> [Problem set]:
1. Decide whether each statement agrees with the music column below. Answer each with yes or no and quote the words from the column that decide it. (a) The column covers cassette-only and MP3-only releases. (b) Home Video's Citizen EP holds five songs. (c) The Citizen EP came out on Rephlex.
2. Pick up the music column below after its last sentence and keep writing it in the same voice.
====== Excerpt to read
The Rubber Room
March, Volume Five




The Rubber Room column is a weekly look at recent and notable releases that don’t fall into the rubric of traditional reviewed material—namely 7”’s, 12”’s, 3” CDs, EPs, cassette-only, DVDs and MP3-only releases.

Home Video
Citizen EP
[Warp, 2005]


Last fall, three nerdy Brooklyn natives made thousands of Blonde Redhead fans forget that the Liars were supposed to be the opening act, as they wooed audiences with their machine drum beats, digital delaying guitar, Peter Hook bass lines, and lead singer Colin Ruffino’s icy crooning. The Citizen EP captures Home Video’s shimmering, head bob-inducing music for the intelligent through five songs that prelude a very bright for the young artists. Heavily processed and 100% digitally executed, humanity still lies throughout the EP as Ruffino’s subdued deliveries and the bands self-created musical figures reveal there is warmth behind the electronic snow.
[Kyle McConaghy]

AFX
Analord 01 & Analord 02
[Rephlex, 2005]


Stylus writers have remained curiously silent on the newest offerings from Richard D. James and it's easy to see why, based on the first two entries into the Analord series. Anyone who wants to bother taking 800 words to review the thing better be spending 700 recounting AFX's historical impact or something equally as boring. Which reminds me: Analord 1's aceeeid revivalism is inconsequential to most who came to him after his Twin alias came to be regarded as his "important" work. For those who get off on it, you know what to expect: a bit more melodically complex than most acid and a whole lot harder to mix into and out of.
============
====== Source data
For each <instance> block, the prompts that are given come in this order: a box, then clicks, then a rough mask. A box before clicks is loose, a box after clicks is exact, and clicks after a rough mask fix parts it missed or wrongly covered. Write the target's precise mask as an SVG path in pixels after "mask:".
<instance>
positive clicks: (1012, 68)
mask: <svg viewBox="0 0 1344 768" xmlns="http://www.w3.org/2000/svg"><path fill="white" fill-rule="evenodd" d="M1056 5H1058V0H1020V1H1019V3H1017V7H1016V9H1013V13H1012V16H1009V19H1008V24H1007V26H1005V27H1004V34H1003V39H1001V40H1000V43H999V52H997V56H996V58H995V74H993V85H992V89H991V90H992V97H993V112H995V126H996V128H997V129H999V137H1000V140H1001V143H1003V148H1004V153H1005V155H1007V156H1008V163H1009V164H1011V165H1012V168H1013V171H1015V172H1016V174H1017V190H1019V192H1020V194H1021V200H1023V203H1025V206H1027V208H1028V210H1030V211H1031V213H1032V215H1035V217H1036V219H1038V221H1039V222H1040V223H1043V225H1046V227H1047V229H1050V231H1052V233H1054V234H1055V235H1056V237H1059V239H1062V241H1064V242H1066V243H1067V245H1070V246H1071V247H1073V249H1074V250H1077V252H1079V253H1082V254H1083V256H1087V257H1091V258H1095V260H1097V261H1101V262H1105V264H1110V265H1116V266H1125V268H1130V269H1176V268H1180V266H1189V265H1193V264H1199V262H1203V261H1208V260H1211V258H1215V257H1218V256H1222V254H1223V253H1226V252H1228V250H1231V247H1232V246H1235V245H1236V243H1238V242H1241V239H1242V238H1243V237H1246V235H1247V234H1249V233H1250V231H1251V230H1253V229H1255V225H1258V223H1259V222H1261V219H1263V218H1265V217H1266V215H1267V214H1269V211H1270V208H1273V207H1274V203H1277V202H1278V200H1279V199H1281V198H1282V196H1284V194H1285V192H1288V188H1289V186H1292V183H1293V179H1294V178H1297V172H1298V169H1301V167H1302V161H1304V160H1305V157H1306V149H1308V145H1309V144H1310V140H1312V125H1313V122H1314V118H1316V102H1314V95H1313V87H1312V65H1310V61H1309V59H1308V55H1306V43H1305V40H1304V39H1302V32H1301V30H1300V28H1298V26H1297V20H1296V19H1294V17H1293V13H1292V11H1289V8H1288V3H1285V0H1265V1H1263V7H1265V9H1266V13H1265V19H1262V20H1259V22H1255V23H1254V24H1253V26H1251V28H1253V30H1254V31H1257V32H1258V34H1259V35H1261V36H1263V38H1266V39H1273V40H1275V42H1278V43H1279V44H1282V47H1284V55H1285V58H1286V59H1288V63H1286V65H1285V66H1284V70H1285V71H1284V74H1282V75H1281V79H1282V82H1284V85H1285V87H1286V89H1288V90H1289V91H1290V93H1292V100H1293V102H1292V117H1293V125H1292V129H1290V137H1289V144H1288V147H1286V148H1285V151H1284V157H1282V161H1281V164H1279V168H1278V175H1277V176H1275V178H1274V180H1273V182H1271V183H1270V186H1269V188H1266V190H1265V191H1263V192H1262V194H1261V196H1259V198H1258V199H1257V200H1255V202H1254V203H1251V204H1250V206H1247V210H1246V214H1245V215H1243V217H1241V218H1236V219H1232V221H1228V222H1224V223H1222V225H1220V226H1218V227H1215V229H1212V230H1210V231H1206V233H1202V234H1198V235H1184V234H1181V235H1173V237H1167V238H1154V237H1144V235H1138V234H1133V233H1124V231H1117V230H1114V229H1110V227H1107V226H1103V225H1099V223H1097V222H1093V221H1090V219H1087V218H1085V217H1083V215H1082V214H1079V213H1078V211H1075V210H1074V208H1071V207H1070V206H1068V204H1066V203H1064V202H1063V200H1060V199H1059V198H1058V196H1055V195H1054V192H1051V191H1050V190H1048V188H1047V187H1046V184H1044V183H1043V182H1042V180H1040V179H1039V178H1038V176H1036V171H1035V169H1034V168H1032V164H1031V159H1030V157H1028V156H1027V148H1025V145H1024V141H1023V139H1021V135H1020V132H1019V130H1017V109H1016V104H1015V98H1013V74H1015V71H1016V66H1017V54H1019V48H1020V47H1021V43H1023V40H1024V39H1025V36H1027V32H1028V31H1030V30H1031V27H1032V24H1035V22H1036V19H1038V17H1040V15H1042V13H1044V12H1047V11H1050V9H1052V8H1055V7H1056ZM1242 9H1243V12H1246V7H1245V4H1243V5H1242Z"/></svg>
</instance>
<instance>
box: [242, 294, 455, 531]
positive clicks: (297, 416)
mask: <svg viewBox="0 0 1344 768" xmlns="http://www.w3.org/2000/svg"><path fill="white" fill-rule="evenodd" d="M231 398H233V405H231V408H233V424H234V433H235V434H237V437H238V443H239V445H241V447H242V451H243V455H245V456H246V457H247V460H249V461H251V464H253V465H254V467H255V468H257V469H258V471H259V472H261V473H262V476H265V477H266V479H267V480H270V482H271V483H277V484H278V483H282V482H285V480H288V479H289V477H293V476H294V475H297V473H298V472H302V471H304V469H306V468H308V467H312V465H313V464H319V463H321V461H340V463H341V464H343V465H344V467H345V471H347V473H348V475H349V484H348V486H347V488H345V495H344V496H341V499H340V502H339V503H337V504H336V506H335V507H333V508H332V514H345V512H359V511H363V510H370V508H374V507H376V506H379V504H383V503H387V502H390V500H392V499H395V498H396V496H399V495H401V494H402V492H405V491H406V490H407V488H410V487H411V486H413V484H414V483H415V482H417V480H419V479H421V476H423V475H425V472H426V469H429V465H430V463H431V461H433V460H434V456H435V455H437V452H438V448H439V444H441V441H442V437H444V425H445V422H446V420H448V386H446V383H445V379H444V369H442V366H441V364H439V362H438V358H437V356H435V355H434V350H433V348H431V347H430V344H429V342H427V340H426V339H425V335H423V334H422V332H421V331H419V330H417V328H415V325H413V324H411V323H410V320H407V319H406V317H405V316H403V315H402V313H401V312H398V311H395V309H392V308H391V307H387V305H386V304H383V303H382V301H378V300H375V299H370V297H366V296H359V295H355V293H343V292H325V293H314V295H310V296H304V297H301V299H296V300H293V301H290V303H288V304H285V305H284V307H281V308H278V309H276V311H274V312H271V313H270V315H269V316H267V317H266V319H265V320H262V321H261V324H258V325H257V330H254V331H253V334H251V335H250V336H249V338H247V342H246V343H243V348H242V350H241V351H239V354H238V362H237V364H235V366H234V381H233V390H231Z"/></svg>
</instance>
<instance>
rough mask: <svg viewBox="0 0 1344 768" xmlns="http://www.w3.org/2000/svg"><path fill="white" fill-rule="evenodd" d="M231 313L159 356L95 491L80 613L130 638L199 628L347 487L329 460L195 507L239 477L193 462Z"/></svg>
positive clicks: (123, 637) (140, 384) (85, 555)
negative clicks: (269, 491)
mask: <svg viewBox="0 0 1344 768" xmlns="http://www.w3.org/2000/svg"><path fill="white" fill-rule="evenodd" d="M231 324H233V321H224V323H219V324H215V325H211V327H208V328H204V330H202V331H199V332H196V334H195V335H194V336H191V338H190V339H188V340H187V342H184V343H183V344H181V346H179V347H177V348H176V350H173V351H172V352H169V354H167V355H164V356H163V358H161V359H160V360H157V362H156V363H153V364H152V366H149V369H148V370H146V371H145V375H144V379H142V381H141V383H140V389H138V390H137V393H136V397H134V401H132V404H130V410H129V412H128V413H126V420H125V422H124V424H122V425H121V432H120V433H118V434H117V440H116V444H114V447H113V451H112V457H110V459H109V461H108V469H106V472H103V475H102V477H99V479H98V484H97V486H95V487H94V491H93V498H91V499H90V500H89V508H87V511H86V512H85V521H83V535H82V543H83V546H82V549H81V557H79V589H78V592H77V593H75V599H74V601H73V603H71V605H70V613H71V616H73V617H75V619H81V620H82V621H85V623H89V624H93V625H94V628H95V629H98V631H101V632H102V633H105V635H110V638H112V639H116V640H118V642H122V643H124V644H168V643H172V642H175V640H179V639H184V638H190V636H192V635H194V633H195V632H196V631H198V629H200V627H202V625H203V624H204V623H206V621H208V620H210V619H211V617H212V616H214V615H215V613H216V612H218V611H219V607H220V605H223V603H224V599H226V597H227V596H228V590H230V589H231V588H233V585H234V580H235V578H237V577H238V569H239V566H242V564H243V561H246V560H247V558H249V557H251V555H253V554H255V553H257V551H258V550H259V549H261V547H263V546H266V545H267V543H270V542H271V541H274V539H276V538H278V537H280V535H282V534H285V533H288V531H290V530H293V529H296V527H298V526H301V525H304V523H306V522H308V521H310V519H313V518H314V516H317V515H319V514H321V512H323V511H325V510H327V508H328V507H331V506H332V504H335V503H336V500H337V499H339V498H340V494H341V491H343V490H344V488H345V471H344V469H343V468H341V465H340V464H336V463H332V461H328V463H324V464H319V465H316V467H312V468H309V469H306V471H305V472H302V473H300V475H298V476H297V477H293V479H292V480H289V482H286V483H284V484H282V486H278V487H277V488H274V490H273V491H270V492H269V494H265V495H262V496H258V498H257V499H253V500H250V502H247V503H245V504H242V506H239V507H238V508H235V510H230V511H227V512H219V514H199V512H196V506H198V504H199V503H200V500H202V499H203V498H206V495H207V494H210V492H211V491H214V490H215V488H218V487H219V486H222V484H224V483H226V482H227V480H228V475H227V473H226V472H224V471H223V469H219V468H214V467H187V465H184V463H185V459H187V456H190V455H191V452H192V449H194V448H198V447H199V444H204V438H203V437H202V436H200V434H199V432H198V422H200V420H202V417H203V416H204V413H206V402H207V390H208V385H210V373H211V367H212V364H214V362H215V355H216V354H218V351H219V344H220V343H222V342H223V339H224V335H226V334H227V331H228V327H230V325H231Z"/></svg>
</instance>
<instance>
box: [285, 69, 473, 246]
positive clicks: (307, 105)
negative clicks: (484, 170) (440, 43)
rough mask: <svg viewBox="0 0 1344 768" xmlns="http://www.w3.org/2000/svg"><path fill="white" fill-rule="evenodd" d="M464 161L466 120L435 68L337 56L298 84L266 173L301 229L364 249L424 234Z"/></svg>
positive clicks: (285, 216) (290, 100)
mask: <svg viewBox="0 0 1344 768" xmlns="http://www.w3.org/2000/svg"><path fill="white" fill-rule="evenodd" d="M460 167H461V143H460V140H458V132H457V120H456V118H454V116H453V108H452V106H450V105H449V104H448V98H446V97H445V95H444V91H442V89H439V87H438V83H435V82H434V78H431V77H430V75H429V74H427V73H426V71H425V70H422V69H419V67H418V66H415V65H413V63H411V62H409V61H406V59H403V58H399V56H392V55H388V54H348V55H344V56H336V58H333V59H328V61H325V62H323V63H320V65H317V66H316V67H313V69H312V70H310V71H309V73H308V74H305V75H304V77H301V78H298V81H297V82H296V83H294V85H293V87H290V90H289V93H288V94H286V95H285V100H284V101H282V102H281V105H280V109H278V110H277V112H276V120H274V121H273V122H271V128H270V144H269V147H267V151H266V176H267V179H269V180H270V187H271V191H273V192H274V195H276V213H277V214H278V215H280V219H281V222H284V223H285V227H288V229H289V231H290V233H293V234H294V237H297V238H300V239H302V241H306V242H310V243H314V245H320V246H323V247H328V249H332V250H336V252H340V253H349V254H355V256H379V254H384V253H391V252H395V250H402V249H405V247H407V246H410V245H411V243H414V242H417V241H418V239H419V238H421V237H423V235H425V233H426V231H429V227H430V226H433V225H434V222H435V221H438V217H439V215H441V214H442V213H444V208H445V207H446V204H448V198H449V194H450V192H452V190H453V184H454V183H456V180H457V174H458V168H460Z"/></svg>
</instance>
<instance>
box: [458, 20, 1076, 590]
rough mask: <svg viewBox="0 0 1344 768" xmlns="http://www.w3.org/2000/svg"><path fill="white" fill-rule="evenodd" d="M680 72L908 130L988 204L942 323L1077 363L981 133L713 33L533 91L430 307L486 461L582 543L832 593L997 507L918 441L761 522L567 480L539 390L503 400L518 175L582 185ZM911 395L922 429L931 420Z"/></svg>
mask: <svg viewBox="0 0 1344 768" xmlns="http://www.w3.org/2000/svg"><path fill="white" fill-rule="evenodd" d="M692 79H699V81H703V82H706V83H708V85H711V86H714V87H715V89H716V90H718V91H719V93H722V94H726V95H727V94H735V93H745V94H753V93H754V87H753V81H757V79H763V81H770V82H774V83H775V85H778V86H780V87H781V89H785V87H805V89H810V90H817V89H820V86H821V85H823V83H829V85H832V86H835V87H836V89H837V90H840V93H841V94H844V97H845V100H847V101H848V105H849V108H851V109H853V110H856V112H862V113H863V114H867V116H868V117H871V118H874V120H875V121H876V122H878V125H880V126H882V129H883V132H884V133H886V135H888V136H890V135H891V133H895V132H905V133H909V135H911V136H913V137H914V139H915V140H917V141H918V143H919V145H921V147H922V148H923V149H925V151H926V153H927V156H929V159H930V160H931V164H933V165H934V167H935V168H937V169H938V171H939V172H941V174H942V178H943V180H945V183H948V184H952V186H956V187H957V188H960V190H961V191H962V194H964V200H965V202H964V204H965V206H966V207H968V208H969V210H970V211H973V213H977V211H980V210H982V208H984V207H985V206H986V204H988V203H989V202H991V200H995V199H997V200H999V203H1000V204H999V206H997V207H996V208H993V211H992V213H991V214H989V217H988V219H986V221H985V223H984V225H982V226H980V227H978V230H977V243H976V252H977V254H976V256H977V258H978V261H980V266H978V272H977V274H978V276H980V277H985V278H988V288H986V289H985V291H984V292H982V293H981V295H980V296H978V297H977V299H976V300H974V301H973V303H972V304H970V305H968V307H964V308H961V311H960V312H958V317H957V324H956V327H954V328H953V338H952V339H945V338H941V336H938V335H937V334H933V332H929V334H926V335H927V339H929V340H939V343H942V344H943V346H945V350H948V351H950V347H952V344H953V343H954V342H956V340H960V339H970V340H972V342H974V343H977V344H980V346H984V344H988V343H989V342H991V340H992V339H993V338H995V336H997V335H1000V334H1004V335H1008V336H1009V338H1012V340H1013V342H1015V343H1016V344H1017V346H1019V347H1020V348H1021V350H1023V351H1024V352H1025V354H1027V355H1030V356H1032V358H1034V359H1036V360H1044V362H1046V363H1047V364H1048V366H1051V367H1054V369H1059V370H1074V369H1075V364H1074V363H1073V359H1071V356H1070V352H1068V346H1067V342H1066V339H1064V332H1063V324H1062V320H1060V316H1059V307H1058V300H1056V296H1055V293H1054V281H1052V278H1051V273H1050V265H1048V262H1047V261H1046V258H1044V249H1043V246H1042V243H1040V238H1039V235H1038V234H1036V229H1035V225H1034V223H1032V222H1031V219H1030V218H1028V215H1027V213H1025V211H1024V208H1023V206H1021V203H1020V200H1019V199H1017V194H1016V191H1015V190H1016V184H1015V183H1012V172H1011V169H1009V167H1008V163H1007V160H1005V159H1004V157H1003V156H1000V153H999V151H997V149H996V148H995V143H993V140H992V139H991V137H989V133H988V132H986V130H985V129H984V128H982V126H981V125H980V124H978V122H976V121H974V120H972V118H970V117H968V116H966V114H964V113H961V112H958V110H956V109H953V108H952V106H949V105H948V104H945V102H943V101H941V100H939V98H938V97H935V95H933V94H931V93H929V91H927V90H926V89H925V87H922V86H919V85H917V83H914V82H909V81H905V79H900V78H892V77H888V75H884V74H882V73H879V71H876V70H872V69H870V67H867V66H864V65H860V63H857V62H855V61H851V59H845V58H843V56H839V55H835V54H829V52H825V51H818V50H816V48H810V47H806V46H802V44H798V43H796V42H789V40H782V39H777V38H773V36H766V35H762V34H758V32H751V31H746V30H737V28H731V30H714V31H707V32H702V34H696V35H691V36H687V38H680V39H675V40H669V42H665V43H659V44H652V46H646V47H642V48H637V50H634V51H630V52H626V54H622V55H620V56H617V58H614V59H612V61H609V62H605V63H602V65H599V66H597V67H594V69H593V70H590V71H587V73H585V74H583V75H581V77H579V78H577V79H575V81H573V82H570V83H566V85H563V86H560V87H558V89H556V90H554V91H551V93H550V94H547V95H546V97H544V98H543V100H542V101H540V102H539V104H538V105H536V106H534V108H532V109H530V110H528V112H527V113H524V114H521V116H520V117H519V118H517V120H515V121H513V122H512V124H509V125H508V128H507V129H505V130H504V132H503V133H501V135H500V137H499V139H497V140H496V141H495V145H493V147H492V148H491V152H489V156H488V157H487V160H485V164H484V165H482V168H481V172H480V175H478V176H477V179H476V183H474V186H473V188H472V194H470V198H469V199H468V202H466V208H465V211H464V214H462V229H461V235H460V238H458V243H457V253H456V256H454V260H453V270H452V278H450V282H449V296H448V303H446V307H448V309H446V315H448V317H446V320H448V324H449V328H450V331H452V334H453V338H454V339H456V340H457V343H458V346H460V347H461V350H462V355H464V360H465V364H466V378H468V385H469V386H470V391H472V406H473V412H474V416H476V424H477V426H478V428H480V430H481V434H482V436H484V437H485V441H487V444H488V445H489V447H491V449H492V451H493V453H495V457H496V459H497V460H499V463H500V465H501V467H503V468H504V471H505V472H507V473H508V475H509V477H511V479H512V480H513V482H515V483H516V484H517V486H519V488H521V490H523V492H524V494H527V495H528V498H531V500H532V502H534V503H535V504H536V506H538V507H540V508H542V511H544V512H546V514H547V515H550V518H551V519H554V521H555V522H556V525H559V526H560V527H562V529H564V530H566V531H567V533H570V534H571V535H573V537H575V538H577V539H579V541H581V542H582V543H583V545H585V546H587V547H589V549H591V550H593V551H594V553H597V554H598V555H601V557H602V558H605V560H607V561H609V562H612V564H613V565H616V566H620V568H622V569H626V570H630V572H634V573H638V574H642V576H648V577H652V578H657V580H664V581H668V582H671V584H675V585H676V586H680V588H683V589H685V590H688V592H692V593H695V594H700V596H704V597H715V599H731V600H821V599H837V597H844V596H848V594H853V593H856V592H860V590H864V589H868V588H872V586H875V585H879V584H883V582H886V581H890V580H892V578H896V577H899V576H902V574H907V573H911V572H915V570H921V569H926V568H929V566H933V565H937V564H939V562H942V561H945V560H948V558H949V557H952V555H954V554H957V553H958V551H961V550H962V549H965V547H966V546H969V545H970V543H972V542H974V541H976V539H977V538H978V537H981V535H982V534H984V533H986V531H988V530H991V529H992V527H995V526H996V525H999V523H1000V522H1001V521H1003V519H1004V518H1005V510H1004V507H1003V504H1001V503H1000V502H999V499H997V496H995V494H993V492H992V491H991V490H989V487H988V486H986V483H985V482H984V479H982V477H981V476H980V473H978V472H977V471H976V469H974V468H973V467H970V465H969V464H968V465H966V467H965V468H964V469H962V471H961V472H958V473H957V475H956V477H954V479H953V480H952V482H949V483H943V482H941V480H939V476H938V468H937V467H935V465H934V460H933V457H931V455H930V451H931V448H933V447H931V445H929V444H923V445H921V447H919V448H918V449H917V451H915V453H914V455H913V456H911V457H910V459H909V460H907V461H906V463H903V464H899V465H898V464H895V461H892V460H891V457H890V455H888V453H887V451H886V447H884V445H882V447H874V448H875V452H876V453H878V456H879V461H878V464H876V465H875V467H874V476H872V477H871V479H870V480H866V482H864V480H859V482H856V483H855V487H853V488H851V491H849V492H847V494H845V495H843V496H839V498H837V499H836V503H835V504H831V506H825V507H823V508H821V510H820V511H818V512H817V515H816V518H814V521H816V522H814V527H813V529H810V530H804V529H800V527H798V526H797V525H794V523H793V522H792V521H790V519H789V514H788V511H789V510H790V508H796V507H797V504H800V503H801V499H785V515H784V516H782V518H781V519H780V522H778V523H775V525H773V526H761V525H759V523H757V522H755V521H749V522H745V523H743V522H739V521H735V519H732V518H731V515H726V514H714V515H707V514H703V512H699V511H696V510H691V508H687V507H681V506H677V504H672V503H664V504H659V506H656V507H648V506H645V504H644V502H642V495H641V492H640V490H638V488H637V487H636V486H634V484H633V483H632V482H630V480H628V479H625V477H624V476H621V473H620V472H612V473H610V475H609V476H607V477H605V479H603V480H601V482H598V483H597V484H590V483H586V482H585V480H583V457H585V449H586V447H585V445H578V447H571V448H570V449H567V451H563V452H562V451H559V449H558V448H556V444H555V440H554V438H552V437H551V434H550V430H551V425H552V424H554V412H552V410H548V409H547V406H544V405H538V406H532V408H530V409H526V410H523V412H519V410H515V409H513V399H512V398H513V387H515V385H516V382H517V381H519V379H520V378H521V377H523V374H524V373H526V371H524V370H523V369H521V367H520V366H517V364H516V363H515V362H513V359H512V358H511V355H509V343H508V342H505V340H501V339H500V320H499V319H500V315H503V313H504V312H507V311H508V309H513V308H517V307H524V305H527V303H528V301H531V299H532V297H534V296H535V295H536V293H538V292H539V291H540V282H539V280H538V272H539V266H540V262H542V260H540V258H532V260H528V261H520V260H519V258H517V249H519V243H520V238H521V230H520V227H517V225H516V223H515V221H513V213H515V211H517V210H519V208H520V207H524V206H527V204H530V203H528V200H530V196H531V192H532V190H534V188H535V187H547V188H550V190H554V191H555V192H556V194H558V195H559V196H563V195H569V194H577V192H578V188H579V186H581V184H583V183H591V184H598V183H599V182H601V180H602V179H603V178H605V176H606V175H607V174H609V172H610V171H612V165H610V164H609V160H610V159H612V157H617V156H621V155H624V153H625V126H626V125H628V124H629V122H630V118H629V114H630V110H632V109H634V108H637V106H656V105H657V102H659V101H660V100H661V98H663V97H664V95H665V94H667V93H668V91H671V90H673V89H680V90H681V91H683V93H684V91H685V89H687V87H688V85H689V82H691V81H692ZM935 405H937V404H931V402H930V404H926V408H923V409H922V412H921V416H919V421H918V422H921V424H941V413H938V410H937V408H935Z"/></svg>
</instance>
============
> [Responses]:
1.
(a) Yes: "cassette-only, DVDs and MP3-only releases"
(b) Yes: "through five songs"
(c) No: "[Warp, 2005]"

2.
[Todd Burns]

Daniel Wang
Berlin Sunrise
[Ghostly International, 2004]


This Environ vet does little to change his sound on this, his Ghostly debut. It wouldn't be such a heinous crime if this was his finest work, but "Berlin Sunrise (Die Nacht)," only comes to mean stuff in a mid-song breakdown worthy of the Neptunes, in which everything drops out except the glistening synth, the Italo tempo drums, and a yearning string line. When things get normal again, just pick the needle up and go back or wait for it all to come together in the finale. "Berlin Sunrise (Die Daemmerung)" is a less effective, more compact beast that pumps up everything at the expense of length and subtlety. On the flipside, the highlight is "Das ist Kein Techno!," which is decidedly not techno! What it is is top-notch acid house.
[Todd Burns]

Denis Karimani
War Es Nicht
[Dial, 2005]


The gloom-house of most Dial releases is in full-effect, with a healthy dose of click thrown in on the newest release from Denis Karimani. Karimani is a player in the Cologne scene, although he rarely seems to get his records out in bulk--one 12" on Areal, Trapez, Dial, and Italic each. It's hard to believe, as "War Es Nicht" is an incredibly self-assured slab of wax that moves from some abstract beginnings into a full-fledged banger by its end, all the while remaining defiantly catchy. The B-side opener "Pedestrian" is just that, but "Wahrheit" finishes up the 12" nicely with a blossoming hook that never changes except in volume, eventually making its way to the forefront of the song.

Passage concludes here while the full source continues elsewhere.